Collected data
================================

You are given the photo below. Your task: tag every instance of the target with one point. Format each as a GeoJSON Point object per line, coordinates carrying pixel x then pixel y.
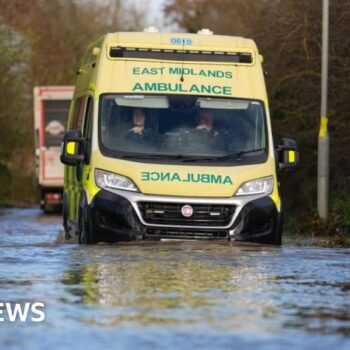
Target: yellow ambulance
{"type": "Point", "coordinates": [169, 137]}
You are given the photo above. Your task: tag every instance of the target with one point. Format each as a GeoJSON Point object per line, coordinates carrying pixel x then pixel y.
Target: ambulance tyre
{"type": "Point", "coordinates": [85, 234]}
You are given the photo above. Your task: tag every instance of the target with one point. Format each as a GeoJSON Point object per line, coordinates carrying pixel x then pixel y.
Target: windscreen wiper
{"type": "Point", "coordinates": [154, 156]}
{"type": "Point", "coordinates": [238, 155]}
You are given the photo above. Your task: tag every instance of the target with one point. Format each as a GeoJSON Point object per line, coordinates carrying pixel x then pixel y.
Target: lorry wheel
{"type": "Point", "coordinates": [86, 235]}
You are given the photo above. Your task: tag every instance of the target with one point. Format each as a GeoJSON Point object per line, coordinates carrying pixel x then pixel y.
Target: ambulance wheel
{"type": "Point", "coordinates": [85, 235]}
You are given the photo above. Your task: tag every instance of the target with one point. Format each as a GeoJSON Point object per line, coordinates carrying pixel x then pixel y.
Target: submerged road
{"type": "Point", "coordinates": [173, 295]}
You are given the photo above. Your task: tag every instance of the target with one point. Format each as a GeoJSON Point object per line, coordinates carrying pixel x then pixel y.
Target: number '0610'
{"type": "Point", "coordinates": [181, 41]}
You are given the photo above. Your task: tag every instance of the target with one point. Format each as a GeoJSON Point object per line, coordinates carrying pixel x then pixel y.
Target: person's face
{"type": "Point", "coordinates": [139, 117]}
{"type": "Point", "coordinates": [206, 119]}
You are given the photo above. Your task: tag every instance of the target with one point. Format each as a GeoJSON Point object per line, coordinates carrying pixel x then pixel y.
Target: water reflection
{"type": "Point", "coordinates": [248, 289]}
{"type": "Point", "coordinates": [185, 283]}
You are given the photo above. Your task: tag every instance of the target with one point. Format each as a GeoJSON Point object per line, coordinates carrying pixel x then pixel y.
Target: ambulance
{"type": "Point", "coordinates": [169, 137]}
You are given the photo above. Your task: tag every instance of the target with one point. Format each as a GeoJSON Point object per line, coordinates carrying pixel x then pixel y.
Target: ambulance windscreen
{"type": "Point", "coordinates": [183, 128]}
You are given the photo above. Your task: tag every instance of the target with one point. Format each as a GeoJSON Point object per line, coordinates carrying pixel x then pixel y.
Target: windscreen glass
{"type": "Point", "coordinates": [183, 128]}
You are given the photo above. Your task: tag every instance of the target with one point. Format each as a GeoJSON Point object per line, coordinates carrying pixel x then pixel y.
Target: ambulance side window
{"type": "Point", "coordinates": [87, 131]}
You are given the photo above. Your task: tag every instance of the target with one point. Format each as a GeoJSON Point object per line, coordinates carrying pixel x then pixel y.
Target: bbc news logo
{"type": "Point", "coordinates": [23, 312]}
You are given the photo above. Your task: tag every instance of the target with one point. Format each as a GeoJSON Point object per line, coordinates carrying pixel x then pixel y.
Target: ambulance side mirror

================================

List each line of the data above that contains the string "windscreen". Matching is case-sensitive.

Target: windscreen wiper
Target: ambulance windscreen
Target: windscreen glass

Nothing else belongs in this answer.